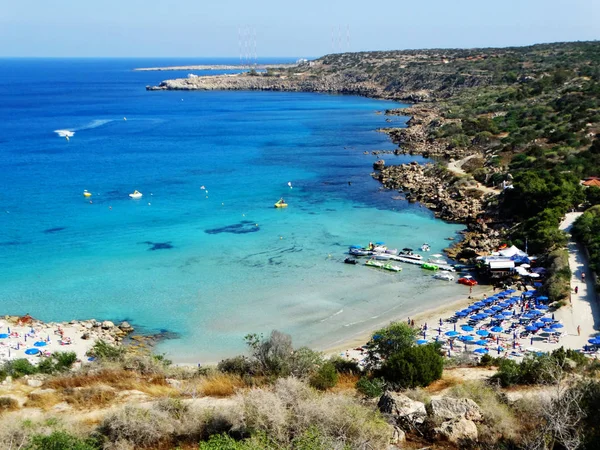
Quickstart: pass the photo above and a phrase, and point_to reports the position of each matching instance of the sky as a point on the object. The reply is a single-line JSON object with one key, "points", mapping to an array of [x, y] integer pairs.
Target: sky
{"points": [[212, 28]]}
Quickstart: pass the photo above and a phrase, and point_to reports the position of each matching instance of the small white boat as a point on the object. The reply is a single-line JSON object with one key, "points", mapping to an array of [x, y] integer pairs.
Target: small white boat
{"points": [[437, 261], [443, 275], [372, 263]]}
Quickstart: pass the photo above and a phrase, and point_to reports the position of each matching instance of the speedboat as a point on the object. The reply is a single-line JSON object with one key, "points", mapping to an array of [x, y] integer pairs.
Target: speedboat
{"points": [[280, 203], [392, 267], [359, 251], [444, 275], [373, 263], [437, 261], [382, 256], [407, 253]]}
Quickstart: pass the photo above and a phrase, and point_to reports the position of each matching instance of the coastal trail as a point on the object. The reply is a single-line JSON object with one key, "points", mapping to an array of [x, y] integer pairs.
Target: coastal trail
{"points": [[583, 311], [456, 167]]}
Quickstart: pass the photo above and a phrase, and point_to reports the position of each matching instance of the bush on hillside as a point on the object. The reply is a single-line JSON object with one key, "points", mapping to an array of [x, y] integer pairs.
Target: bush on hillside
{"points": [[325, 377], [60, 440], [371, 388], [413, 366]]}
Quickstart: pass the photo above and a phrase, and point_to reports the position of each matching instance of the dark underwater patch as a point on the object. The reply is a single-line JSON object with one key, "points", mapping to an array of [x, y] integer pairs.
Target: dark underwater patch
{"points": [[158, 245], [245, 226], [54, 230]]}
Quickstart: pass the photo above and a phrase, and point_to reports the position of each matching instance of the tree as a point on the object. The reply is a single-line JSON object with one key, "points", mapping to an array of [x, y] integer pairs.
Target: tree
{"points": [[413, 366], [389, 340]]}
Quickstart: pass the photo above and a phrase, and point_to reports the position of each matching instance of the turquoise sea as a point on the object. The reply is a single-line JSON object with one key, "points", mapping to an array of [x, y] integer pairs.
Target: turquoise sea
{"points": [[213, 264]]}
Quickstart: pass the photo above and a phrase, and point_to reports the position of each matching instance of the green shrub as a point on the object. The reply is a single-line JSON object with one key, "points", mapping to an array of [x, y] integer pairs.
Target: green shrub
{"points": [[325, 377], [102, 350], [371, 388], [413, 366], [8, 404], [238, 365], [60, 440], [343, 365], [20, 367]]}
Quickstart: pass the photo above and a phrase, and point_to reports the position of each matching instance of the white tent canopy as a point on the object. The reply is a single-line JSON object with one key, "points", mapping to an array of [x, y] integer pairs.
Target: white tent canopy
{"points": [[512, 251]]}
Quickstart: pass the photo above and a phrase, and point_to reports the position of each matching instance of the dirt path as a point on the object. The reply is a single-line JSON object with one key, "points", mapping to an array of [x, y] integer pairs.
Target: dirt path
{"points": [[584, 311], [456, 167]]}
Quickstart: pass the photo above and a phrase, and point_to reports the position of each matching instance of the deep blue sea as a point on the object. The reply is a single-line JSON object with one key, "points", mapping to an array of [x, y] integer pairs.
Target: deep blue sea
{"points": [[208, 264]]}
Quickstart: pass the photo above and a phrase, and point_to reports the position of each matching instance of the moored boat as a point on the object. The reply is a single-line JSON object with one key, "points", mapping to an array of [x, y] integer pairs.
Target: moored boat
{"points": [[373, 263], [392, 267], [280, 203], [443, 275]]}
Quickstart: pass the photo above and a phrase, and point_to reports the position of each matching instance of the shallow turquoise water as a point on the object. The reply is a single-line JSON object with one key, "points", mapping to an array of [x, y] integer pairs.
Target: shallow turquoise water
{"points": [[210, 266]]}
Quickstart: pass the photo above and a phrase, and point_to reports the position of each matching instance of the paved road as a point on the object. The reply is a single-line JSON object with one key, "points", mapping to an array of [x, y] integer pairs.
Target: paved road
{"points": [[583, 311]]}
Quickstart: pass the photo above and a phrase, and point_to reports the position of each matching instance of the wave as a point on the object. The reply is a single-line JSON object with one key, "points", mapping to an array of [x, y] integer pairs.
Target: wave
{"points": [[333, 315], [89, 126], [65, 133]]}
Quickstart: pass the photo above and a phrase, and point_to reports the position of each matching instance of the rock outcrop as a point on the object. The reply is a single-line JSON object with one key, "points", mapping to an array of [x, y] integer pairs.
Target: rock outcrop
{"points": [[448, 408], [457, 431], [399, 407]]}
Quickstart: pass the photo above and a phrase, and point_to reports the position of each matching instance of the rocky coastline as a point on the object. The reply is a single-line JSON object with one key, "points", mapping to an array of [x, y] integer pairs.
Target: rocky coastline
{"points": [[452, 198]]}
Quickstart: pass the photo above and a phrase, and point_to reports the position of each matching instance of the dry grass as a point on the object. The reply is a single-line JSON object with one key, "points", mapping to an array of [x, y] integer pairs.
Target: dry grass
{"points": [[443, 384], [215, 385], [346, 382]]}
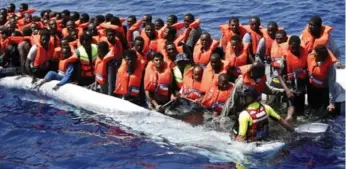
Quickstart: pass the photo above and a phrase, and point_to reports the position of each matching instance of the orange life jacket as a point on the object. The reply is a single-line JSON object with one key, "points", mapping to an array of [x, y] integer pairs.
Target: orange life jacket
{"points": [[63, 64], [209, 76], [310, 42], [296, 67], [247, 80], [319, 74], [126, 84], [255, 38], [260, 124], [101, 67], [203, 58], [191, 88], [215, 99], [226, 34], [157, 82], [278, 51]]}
-.-.-
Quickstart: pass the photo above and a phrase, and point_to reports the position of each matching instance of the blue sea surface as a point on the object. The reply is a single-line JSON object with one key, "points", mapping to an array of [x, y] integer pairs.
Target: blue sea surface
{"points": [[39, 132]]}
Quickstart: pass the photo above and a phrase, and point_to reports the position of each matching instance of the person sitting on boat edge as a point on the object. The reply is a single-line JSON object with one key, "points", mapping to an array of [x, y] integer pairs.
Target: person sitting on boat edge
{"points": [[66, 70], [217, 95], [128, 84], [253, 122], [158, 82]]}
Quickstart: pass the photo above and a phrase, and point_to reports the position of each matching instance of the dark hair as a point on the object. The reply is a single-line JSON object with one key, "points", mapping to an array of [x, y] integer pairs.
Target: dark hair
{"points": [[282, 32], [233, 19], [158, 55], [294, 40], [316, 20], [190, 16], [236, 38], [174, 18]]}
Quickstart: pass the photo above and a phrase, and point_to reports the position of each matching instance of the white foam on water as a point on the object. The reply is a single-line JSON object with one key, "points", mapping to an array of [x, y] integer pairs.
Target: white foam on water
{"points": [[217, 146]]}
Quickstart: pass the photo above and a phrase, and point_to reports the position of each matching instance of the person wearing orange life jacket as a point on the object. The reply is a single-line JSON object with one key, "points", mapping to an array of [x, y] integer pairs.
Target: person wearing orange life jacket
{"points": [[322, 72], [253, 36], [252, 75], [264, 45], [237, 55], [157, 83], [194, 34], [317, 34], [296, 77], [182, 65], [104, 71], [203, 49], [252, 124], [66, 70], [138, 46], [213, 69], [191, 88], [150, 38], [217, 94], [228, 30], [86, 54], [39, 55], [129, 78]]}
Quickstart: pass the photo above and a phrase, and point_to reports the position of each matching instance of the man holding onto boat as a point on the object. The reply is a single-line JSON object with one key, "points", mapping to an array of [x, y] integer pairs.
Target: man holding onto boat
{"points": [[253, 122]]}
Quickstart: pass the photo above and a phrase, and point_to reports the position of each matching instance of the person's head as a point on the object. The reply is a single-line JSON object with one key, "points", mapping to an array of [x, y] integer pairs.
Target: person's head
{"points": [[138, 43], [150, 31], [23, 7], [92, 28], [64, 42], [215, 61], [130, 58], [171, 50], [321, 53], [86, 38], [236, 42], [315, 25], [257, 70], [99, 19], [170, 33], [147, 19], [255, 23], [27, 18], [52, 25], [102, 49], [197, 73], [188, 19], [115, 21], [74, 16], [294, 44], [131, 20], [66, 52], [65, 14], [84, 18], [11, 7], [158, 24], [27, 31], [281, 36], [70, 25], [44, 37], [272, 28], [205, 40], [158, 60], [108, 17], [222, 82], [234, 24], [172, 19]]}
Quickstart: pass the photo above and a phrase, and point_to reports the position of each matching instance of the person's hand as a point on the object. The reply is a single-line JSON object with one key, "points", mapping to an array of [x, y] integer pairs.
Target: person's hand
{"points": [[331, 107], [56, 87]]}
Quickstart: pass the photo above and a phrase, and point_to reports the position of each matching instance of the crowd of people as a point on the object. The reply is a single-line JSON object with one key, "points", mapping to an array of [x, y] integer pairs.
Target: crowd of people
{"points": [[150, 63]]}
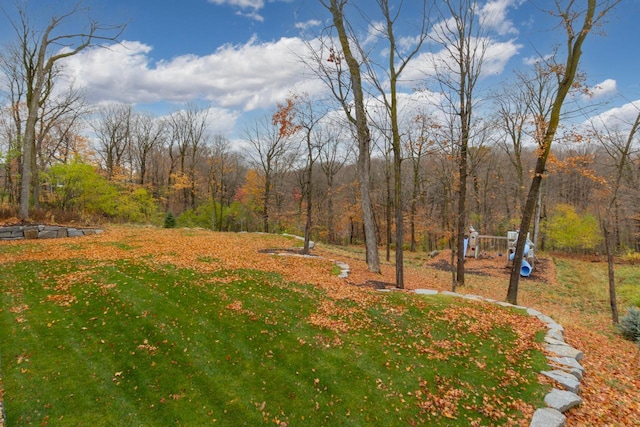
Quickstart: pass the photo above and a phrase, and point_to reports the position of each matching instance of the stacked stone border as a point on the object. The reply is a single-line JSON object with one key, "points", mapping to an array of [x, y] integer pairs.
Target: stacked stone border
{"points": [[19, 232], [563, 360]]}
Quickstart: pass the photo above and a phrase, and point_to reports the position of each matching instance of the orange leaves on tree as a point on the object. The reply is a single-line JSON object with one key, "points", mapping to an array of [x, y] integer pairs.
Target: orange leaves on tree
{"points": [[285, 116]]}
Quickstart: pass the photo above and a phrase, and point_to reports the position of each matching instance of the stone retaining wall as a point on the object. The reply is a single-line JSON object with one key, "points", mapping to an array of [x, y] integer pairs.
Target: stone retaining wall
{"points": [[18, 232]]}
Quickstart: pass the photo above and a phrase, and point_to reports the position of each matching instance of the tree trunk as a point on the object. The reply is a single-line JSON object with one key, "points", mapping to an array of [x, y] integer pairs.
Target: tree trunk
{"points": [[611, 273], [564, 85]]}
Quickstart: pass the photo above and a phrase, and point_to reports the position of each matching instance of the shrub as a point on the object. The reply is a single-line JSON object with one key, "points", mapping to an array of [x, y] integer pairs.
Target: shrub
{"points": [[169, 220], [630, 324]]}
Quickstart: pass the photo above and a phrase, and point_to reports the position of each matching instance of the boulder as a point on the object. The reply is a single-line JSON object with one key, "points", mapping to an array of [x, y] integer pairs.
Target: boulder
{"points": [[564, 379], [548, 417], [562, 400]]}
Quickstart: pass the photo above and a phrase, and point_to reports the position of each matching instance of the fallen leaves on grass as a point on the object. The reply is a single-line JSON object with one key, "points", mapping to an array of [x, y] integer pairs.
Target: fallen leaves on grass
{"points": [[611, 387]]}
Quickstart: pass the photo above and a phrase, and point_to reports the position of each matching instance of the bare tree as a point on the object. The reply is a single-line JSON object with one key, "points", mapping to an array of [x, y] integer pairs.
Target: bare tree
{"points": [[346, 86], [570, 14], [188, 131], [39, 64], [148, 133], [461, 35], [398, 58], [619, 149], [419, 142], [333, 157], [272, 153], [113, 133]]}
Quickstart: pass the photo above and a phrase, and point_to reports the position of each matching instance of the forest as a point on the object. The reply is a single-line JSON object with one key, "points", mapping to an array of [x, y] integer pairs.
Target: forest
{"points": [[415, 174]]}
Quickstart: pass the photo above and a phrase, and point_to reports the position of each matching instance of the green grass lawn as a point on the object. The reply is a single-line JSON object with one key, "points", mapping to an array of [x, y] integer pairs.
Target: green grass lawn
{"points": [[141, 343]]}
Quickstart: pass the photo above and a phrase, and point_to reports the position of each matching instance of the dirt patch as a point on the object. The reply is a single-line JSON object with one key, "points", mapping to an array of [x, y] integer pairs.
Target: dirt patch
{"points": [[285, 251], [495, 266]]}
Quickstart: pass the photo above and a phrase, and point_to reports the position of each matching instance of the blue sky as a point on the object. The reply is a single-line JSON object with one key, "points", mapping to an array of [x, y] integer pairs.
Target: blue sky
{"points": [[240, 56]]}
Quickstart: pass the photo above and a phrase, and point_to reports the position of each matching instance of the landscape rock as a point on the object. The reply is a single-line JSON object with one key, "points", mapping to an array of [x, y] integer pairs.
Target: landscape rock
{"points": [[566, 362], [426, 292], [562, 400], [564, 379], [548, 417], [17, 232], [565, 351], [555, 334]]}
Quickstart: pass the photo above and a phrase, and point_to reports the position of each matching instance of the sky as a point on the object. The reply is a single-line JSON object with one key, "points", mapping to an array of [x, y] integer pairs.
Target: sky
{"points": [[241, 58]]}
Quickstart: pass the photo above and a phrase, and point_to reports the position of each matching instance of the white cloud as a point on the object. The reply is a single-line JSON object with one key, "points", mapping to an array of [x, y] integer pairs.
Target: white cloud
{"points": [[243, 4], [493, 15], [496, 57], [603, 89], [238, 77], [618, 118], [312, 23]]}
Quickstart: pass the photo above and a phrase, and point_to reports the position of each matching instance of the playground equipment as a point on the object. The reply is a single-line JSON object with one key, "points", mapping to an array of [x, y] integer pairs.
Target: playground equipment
-.-.-
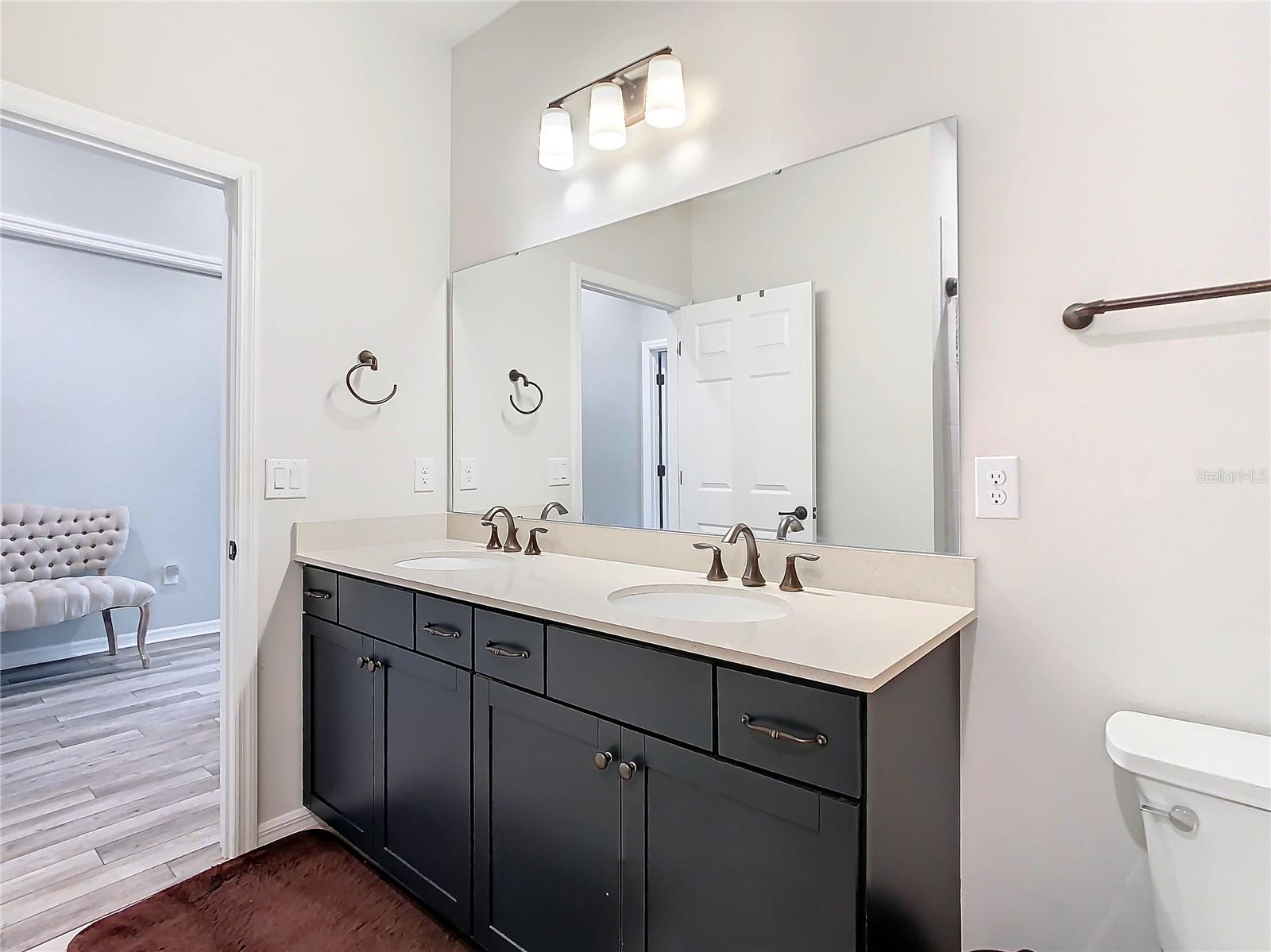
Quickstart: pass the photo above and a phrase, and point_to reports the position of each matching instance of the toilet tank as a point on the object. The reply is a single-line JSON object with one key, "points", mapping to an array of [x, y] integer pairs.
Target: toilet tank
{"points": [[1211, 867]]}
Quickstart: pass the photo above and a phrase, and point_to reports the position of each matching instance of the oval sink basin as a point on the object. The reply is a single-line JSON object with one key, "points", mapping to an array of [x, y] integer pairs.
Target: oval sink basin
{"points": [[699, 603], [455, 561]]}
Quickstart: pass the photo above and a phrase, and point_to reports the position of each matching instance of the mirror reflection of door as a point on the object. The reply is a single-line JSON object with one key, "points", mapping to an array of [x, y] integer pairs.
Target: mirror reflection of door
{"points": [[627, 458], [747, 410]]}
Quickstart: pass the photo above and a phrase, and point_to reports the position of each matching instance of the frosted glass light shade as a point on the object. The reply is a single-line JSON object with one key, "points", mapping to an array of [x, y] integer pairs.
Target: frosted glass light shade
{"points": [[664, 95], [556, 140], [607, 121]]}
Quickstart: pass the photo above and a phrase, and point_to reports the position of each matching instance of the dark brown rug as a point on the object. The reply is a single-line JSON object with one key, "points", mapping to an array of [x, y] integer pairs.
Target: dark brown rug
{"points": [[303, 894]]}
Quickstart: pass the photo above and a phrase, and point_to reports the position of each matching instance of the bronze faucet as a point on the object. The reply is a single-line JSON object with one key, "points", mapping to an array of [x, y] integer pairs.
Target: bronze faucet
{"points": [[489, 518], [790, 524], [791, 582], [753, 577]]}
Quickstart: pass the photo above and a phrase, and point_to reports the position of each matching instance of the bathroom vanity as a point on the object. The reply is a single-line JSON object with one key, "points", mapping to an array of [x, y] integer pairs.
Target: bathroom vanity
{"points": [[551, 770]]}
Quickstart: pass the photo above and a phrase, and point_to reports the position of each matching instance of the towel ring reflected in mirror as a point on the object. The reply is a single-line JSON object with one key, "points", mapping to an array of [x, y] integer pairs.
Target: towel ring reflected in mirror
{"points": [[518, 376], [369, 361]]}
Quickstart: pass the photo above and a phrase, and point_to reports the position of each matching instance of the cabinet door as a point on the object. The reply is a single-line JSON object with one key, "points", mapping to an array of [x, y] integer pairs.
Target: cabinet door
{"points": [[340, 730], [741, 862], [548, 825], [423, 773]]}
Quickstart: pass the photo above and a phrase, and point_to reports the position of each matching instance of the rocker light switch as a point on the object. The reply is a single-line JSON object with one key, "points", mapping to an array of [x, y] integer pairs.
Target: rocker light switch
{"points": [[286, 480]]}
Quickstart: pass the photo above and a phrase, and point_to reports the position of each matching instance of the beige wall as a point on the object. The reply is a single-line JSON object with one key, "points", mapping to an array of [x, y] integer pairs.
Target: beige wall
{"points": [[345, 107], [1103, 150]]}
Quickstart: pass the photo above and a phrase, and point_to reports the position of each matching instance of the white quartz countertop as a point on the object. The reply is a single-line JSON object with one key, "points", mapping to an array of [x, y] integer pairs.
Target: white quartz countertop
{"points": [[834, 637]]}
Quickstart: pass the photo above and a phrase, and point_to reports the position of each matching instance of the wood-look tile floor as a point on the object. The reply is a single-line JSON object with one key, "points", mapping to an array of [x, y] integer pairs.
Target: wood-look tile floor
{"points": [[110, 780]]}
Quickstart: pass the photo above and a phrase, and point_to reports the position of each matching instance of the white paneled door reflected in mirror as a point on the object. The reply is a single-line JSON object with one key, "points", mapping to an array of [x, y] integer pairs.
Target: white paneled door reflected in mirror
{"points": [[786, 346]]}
-.-.-
== Task brief ==
Count the lines in the data above that contain the string "light", and reply with that number alone.

== Solution for this task ==
4